### EXERCISE
Could you transcribe every record below exactly as it stands?
►
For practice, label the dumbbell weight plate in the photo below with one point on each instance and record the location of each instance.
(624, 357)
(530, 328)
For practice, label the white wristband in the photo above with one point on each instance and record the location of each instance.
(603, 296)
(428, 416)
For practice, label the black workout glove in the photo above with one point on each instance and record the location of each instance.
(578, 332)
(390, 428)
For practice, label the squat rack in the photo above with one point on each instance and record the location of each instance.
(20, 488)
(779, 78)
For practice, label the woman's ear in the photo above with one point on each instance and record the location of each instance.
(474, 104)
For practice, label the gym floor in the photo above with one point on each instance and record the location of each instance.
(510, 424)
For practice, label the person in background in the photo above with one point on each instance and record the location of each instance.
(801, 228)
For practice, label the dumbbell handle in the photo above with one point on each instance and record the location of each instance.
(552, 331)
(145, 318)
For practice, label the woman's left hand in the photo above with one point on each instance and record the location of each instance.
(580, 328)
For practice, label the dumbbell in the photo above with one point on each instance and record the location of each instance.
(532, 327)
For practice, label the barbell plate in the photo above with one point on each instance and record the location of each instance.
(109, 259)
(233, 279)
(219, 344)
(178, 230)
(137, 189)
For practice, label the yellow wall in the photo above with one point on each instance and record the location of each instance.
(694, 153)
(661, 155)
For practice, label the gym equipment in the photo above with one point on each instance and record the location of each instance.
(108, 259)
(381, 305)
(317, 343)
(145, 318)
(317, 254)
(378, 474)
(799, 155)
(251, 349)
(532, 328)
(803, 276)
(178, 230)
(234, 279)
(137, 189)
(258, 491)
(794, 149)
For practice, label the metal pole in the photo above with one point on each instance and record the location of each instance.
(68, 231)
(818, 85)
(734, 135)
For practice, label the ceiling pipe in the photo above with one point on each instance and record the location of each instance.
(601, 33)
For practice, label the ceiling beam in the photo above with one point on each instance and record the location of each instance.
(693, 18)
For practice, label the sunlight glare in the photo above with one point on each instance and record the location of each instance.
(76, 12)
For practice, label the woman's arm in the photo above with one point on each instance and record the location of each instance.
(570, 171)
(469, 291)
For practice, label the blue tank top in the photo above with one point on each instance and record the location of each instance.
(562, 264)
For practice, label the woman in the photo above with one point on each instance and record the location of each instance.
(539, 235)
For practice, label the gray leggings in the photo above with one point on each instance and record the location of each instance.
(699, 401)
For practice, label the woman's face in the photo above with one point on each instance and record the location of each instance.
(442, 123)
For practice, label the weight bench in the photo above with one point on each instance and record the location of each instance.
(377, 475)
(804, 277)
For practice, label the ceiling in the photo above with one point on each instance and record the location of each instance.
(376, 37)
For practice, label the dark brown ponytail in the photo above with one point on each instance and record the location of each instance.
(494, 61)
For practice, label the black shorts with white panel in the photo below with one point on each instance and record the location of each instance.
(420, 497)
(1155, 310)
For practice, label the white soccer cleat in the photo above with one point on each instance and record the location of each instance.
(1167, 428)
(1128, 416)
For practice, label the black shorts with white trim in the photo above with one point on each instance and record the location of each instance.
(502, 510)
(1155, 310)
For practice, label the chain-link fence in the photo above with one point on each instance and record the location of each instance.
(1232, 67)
◄
### TASK ANSWER
For practice, label the dumbbell weight plate in the photo below with one point on each instance and record the location of each instance.
(624, 357)
(530, 328)
For practice, label the white wristband in the photo above with one point on each instance and record the location of each instance.
(603, 296)
(428, 416)
For practice, label the black workout glove in the photo above with one point on each instance and record the location of each instance.
(578, 332)
(390, 428)
For practice, label the squat rack in the photo above with one point on each instance and record the location of each instance.
(20, 488)
(779, 78)
For practice, label the woman's ear in the photo above with one point on each instance and record the location of each instance.
(474, 104)
For practice, label the gym floor in the photo above with one point on each instance and record the location of each instance.
(510, 424)
For practice, label the person in background in the photo above with one point on each instance and record the location of each instance.
(801, 228)
For practice, label the dumbbell handle in the photo above with one point on each instance and record the location of each instance.
(552, 331)
(145, 318)
For practice, label the woman's left hand in the photo above with one point on each instance and record the location of each instance.
(580, 328)
For practice, label the dumbbell in the photo above with one point on each instance and record the location of each instance.
(532, 327)
For practice, label the barbell plate in the photo above with one point on each instance and record the location of each instance.
(109, 259)
(233, 279)
(219, 344)
(178, 230)
(137, 189)
For practice, label the yellow wall in the photo above with one point on each instance and record the location of each instance.
(694, 153)
(661, 155)
For practice, label the gym equipment in the photo above with one point on each instance and record the location of each instance.
(108, 259)
(381, 305)
(317, 343)
(145, 318)
(317, 254)
(378, 474)
(799, 155)
(251, 349)
(532, 328)
(803, 276)
(178, 230)
(234, 279)
(137, 189)
(258, 491)
(794, 149)
For practice, label the metal pole in the photo above with one point on each instance and record the location of each instance.
(68, 231)
(818, 85)
(734, 135)
For practice, label the ceiling pipe in the photo above with one point on each instance and record the location of each instance.
(601, 33)
For practice, label the ceiling beam in the photo above with one point on each instance and record the location of each instance.
(693, 18)
For practice, label the sunlight glare in the photo above with one point on each instance and record the location of each instance.
(76, 12)
For practice, label the woman's arm in the photo above with one point on each instance and record the location of each instance.
(570, 171)
(469, 291)
For practice, label the blue tank top in the photo above with one point on each instance and record the location of each instance.
(562, 264)
For practice, label the woman in the photo above with one point on each instance and record the location of each instance.
(539, 235)
For practice, label the gray leggings in the photo above with one point on each instance and record the location of each instance.
(699, 401)
For practice, label the woman's face in the photo above with one point on each instance and record the location of each instance.
(442, 123)
For practice, label the weight bench in the photo above with one point on each instance and record the location of each instance.
(377, 475)
(804, 277)
For practice, label the ceiling in the photo above with one point on each instance and record the location of each instance.
(376, 37)
For practice, label the dark brown ponytail in the photo above with one point on each instance and record the location of each instance.
(494, 61)
For practice, label the black shorts with white panel in the photo below with one point on each instance and record the location of each instance.
(420, 497)
(1155, 310)
For practice, label the white soccer cleat in the photo above with one point on each instance and record the location of each instance.
(1167, 428)
(1128, 416)
For practice, label the black shorts with white trim in the photo above with one point on each instance and record the location of each instance.
(502, 510)
(1155, 310)
For practice, label the chain-link fence in the photo above with one point on each instance and record the location of each instance.
(1232, 67)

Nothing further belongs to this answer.